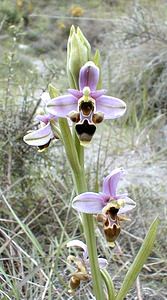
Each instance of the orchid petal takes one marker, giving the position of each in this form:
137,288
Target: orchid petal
45,97
44,118
75,93
62,106
89,203
77,243
39,137
129,204
103,263
98,93
89,76
111,181
112,108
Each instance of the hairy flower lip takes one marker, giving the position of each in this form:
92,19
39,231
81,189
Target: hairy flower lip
97,203
42,137
111,107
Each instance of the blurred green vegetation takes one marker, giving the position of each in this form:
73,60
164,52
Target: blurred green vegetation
132,39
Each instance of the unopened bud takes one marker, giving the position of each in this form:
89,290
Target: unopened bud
78,53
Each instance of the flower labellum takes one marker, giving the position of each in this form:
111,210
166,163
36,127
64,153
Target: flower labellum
87,106
108,205
42,137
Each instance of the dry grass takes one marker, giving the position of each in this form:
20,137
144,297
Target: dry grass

• • • • •

**PROBLEM DESCRIPTION**
In the entries above, copy each line that contains the string "takes".

**SOLUTION TO THIS TASK**
Each instance of the orchid petal takes one marker, giving the position of each in this form:
Each instance of the hairy flower lip takes one marker, giving the position of each in this form:
Each instance of the blurred green vegetation takes one marker, giving the position of each in this form:
Each instance of the unopened bud takes one marker, giving the position of each in this form:
Each instance of the flower labellum takes one marker, giving the position of each in this form:
Each instance of the dry grass takes one marker, giving the position of each in this form:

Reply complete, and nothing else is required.